Required work:
Find every line in the entries below that contains the word "green", and copy each of those lines in full. Treat case as significant, so only exact matches count.

Data in this exercise:
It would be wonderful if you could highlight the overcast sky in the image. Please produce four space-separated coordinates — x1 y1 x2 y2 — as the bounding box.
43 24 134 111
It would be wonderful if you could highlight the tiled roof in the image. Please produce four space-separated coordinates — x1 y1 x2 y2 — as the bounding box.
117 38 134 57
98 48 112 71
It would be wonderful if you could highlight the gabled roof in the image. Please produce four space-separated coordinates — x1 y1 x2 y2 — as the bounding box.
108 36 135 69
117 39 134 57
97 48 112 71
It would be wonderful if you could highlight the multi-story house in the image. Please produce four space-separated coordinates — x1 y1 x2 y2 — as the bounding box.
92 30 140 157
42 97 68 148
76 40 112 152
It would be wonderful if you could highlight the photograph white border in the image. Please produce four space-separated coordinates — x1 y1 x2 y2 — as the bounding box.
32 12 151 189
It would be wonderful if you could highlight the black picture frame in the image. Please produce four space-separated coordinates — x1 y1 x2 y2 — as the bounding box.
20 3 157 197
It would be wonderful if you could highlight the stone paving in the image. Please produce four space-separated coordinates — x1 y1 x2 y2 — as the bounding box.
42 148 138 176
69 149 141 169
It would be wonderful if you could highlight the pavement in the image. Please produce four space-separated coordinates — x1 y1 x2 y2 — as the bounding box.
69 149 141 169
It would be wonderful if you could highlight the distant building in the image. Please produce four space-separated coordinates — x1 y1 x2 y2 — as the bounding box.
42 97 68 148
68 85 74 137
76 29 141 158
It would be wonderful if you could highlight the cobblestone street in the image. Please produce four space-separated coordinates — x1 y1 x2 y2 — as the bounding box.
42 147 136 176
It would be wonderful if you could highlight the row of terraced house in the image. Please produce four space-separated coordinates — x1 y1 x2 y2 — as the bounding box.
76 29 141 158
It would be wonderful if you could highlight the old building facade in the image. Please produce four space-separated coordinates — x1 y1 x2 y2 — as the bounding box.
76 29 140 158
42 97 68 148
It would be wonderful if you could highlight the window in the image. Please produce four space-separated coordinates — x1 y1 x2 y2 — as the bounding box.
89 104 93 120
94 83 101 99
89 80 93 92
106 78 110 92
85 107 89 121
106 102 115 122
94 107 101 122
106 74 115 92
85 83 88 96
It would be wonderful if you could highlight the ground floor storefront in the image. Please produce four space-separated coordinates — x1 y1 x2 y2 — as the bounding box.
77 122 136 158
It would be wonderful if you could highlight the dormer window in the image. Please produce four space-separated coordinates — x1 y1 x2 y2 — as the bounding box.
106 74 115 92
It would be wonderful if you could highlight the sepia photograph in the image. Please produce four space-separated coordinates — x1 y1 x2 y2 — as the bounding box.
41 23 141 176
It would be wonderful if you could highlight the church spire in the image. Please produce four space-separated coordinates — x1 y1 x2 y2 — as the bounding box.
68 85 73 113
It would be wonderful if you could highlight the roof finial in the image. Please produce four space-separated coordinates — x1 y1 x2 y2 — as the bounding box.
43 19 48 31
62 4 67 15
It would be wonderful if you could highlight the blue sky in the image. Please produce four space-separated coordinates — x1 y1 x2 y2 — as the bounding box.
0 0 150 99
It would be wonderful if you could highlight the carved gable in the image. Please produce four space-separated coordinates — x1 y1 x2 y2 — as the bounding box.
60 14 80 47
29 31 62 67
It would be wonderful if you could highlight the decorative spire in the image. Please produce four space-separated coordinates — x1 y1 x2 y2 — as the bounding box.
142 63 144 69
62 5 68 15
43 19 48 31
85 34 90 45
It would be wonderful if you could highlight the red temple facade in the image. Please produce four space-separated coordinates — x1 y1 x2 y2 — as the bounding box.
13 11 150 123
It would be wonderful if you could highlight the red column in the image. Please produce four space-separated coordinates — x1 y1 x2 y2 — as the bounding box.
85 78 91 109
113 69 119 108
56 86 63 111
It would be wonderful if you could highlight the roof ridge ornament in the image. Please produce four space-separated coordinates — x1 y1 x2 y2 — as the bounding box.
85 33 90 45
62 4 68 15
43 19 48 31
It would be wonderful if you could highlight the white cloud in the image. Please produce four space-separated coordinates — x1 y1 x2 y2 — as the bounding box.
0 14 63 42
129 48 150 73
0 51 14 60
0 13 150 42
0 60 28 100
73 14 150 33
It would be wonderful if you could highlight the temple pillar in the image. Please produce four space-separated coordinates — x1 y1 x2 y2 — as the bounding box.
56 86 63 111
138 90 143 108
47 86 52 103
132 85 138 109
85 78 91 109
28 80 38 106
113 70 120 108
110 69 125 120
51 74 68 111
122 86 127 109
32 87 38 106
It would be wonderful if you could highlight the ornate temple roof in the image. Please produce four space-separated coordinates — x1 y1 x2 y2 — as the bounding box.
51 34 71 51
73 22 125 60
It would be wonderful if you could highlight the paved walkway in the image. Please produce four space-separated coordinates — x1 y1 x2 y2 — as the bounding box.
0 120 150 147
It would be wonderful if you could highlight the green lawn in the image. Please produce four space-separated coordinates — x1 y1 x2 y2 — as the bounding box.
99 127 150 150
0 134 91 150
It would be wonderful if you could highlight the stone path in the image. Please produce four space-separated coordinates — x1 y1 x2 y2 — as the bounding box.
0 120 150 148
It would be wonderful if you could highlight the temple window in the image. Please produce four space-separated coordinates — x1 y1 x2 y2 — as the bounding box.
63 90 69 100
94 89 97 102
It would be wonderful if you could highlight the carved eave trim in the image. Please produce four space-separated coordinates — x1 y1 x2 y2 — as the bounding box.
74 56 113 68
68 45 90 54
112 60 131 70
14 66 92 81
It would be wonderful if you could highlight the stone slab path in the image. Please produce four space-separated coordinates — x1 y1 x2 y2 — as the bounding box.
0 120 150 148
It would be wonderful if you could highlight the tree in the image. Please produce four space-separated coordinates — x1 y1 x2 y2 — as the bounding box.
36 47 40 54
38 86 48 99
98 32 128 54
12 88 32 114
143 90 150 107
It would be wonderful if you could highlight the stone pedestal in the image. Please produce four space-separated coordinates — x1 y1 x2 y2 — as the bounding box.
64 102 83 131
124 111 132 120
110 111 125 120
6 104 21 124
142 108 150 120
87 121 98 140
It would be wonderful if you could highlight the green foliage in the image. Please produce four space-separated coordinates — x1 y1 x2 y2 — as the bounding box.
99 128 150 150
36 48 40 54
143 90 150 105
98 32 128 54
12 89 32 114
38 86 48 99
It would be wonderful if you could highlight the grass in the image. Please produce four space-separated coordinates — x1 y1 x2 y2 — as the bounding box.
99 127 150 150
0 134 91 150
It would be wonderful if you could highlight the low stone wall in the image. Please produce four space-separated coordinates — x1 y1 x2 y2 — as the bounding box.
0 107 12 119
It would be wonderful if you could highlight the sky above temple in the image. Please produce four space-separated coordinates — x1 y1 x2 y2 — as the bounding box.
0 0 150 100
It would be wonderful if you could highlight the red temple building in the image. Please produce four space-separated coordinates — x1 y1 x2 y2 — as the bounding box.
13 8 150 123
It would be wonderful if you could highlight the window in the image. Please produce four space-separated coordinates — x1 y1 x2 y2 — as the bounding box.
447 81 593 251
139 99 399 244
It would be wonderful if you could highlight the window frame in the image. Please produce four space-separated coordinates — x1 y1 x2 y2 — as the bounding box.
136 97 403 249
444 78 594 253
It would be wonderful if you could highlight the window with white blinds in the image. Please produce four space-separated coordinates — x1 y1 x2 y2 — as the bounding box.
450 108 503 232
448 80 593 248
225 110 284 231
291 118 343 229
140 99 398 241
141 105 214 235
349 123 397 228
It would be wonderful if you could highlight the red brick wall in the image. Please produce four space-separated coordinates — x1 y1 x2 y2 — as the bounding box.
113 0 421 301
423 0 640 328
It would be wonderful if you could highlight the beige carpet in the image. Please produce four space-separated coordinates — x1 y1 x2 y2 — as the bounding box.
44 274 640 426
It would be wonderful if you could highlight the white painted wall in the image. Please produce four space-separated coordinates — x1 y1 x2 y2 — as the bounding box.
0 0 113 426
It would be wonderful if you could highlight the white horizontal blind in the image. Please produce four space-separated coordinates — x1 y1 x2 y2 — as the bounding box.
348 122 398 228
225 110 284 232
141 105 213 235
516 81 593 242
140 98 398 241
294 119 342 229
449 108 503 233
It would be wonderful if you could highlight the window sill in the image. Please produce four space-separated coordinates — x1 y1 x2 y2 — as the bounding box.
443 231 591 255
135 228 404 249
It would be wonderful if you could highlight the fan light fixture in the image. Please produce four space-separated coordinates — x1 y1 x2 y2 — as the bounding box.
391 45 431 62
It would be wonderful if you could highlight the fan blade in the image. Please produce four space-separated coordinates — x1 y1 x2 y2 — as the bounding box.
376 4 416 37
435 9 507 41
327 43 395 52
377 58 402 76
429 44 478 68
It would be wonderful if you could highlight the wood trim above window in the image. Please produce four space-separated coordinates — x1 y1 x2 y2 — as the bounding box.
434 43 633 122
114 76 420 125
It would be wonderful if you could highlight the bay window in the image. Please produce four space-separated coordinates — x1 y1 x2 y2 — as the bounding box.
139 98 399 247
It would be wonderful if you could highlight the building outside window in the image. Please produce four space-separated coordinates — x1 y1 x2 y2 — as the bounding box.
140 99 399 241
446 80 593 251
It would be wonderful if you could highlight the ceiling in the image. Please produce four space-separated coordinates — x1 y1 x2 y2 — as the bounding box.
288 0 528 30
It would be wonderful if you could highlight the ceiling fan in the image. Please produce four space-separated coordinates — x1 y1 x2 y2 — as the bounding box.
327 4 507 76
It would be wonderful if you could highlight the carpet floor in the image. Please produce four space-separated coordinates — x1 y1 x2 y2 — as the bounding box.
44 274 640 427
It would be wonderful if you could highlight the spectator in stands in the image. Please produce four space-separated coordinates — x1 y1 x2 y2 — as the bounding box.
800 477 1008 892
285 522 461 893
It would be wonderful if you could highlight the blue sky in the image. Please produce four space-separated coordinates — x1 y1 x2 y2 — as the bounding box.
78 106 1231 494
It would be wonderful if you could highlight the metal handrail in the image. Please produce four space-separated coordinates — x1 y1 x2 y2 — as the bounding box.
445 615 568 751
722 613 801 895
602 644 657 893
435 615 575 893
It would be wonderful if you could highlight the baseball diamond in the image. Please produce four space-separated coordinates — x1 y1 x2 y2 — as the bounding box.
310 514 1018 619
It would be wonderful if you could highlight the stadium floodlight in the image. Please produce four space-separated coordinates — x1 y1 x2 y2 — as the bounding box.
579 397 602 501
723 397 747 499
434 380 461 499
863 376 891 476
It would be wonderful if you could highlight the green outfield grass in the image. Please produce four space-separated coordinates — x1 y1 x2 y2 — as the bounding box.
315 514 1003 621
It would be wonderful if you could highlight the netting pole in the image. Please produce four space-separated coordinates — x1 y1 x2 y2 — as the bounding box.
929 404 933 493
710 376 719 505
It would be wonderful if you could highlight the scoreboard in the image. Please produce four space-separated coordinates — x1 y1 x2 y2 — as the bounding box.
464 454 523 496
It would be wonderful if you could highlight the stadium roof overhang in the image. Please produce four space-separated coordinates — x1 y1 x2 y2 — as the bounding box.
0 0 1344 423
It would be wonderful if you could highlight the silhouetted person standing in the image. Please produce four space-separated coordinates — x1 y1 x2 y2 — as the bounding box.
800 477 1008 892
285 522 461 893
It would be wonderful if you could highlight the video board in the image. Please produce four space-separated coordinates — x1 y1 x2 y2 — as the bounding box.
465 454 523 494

Task answer:
It would be wonderful if you could highlight the green lawn in the image. Please produce four space-separated coordinates — x1 y1 x2 y2 — as the bounding box.
It would be wonderful if you could highlight the green foliage in the image. Please produce four space-separated coordinates — x1 y1 x2 y2 — as the bounding box.
It would be wonderful if you could highlight the green outfield grass in the image. Please produce four space-separated coordinates — x1 y1 x2 y2 — as the bounding box.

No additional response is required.